Task description: A complete, word-for-word restatement of the entries is needed.

** Records to process follows **

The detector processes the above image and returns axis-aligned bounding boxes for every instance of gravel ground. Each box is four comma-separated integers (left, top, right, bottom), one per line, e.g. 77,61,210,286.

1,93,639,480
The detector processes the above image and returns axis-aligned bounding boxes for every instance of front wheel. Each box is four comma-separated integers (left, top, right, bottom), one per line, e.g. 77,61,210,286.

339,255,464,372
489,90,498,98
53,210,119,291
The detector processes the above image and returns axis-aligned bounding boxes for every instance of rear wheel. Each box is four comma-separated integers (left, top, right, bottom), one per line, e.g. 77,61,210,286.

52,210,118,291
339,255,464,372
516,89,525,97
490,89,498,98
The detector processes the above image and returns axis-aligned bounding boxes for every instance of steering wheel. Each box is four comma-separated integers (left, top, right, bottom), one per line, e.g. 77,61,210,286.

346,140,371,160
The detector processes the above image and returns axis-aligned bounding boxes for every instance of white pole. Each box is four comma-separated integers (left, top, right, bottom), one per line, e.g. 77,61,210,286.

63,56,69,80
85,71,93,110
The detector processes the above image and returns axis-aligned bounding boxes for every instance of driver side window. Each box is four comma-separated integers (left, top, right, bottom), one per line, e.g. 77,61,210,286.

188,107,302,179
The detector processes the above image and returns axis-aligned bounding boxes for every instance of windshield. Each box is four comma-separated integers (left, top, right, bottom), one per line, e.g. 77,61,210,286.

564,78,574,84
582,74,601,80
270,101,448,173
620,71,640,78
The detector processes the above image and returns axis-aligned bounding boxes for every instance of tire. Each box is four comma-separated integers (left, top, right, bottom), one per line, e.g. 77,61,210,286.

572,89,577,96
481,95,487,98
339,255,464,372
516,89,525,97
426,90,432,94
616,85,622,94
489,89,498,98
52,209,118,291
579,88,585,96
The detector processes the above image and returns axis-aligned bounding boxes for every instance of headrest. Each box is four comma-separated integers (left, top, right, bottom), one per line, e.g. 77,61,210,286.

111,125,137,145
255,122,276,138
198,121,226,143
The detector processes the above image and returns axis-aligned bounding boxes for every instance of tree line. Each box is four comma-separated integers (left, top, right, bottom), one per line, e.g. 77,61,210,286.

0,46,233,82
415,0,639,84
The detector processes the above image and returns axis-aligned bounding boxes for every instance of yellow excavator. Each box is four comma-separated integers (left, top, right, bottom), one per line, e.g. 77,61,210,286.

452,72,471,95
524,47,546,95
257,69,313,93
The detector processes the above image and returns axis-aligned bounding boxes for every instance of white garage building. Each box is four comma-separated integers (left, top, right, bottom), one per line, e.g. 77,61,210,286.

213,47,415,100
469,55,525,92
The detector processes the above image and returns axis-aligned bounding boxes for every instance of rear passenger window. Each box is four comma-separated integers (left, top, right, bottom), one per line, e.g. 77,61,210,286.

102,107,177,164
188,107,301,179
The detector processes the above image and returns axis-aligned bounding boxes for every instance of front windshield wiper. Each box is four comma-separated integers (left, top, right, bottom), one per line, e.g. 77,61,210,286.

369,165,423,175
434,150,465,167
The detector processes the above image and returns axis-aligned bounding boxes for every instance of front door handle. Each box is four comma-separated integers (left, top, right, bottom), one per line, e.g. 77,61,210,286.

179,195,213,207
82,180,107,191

** End of Records to process **

Answer box:
The detector processes the above image and returns axis-aligned bounding boxes for every instance of gravel ground. Each box is four comma-separated integers (left, top, right, bottom), one per line, e.g. 77,61,210,286.

1,93,639,480
The detector processes the above image and returns axis-aligned bounding boxes for every instance of front wheel. Each box is four comma-separated integers (left, top, right, bottom), one per line, e.g. 77,61,210,286.

339,255,464,372
489,90,498,98
53,210,119,291
The detector processes the above image and returns axis-aligned bounding boxes for every instance of rear wheel. Each box is four comma-separated integers (left, top, right, bottom), one per line, e.g. 77,61,210,286.

52,210,118,291
339,255,464,372
516,89,525,97
490,89,498,98
The detector processes the above image and returns axis-aligned bounding boxes for every instance of steering wheel. Each box is four comma-separated integers (left, top, right, bottom), one per line, e.g. 77,61,210,286.

346,140,371,160
The detector processes the above image and returns axis-aligned bounding boxes for every instance of white pole. Each box is four comma-separated integers (left, top, right, bottom), one per line, e.g. 77,61,210,286.

63,56,69,80
85,71,93,110
The detector processes the above image and returns axis-aligned bounding boxes for every instance of driver side window. Each box is four comma-separated integers (left, top, right, bottom), one per line, e.g. 77,61,210,286.

188,107,302,179
The detector processes the above image and returns axis-aligned bounding boxes for every instance of windshield. Each box is four comma-separated integers (left, top, right, bottom), one per line, e.g. 77,61,210,286.

564,78,574,84
582,74,601,80
270,101,448,173
620,71,640,78
The detector processes the above image and returns axis-aligned bounding boxes for every instance of tire. Each box is four comma-separated integers (left, top, right, bottom), one per line, e.g. 77,61,210,286.

572,89,577,96
481,95,487,98
339,255,464,372
516,89,525,97
426,90,432,94
616,85,622,94
489,89,498,98
52,209,118,291
579,88,585,96
The detector processes the above image and returns axis-aligned bounding boxes for every instance of headrest. Each box is four comma-separated integers (left, top, right, bottom), one per line, e.g. 77,61,210,286.

111,125,137,145
255,122,276,138
198,121,226,143
The detector processes the above image and returns axis-aligned bounding boxes for every instance of tree line. Each box is four comma-separated integers (left, top, right, bottom), one per line, e.g. 77,61,210,286.

0,46,233,82
415,0,639,84
The detector processes the above image and returns axis-aligned bounding boxes for every instance of yellow excavator. Each box is four comma-separated integers (left, top, right, bottom), one per line, e.g. 77,61,210,286.

452,72,471,95
524,47,546,95
257,69,313,93
The detector processes the above image and returns axis-aligned bounding boxes for every instance of white garage building. Each box is four comma-separated integers (left, top, right, bottom), one per line, e.g. 77,61,210,286.

213,47,415,100
469,55,525,92
The detector processes the above image and returns axis-aligned bounding boxes for every instance of rear passenger window. Each box is four comma-separated integers (left, top, right, bottom), one per line, e.g. 77,61,210,286.

102,107,177,164
188,107,301,179
The detector processes the above image and returns axis-aligned bounding boxes for every instance of front windshield wiper. Each box is four comma-separated integers (left, top, right, bottom), one per line, e.g. 77,61,210,286.

369,165,423,175
434,150,465,167
The detector processes the above image and returns axis-aligned bounding boxes for every instance of front door handle. Each box is four comma-separated integers (left, top, right, bottom), one per line, e.g. 77,61,210,286.

179,195,213,207
82,180,107,191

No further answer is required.